— RECORDS PROVIDED —
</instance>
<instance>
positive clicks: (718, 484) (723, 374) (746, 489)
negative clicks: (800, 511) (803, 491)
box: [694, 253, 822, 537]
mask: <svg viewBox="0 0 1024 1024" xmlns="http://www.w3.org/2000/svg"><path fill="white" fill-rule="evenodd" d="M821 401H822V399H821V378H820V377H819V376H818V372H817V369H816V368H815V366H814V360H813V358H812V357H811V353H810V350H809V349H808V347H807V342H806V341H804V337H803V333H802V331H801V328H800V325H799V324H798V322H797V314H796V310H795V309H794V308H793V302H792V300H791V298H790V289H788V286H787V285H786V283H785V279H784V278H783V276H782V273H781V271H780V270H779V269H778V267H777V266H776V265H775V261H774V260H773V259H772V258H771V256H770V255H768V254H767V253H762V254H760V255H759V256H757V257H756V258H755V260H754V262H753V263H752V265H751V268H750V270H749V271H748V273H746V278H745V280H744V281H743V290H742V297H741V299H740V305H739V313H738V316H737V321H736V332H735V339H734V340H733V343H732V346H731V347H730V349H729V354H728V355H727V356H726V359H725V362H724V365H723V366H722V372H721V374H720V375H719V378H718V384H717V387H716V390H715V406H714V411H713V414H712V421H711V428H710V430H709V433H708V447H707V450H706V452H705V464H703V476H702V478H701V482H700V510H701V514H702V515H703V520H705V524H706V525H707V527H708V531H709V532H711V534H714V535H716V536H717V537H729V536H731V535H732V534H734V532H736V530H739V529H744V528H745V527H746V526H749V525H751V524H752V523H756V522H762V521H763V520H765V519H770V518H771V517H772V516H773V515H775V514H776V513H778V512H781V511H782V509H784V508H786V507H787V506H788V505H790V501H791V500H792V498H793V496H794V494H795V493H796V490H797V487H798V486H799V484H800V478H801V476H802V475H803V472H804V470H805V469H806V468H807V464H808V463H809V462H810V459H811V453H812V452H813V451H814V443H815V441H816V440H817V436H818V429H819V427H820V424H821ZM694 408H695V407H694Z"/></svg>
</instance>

— INSTRUCTIONS TO FOLLOW —
Provide all the records again, word for word.

— RESULT OF THE TASK —
</instance>
<instance>
positive clicks: (718, 484) (723, 374) (746, 489)
negative clicks: (800, 511) (803, 491)
box: [694, 253, 822, 537]
mask: <svg viewBox="0 0 1024 1024" xmlns="http://www.w3.org/2000/svg"><path fill="white" fill-rule="evenodd" d="M821 401H822V399H821V378H820V377H819V376H818V372H817V369H816V368H815V366H814V360H813V358H812V357H811V353H810V350H809V349H808V347H807V342H806V341H804V337H803V333H802V331H801V328H800V325H799V324H798V322H797V314H796V310H795V309H794V308H793V302H792V300H791V298H790V289H788V286H787V285H786V283H785V279H784V278H783V276H782V273H781V271H780V270H779V269H778V267H777V266H776V265H775V261H774V260H773V259H772V258H771V256H770V255H768V254H767V253H762V254H760V255H759V256H757V257H756V258H755V260H754V262H753V263H752V265H751V268H750V270H749V271H748V273H746V278H745V280H744V281H743V290H742V297H741V299H740V305H739V313H738V316H737V321H736V332H735V339H734V340H733V343H732V346H731V347H730V349H729V354H728V355H727V356H726V359H725V362H724V365H723V366H722V372H721V374H720V375H719V378H718V384H717V387H716V390H715V406H714V411H713V414H712V421H711V428H710V430H709V433H708V447H707V450H706V452H705V464H703V476H702V478H701V482H700V510H701V514H702V515H703V520H705V524H706V525H707V527H708V531H709V532H711V534H714V535H716V536H717V537H729V536H731V535H732V534H734V532H736V530H739V529H744V528H745V527H746V526H749V525H751V524H752V523H756V522H762V521H763V520H765V519H770V518H771V517H772V516H773V515H775V514H776V513H778V512H781V511H782V509H784V508H786V507H787V506H788V505H790V501H791V500H792V498H793V496H794V494H795V493H796V490H797V487H798V486H799V484H800V478H801V476H802V475H803V472H804V470H805V469H806V468H807V464H808V463H809V462H810V459H811V453H812V452H813V451H814V443H815V441H816V440H817V436H818V429H819V427H820V424H821ZM694 408H695V407H694Z"/></svg>
</instance>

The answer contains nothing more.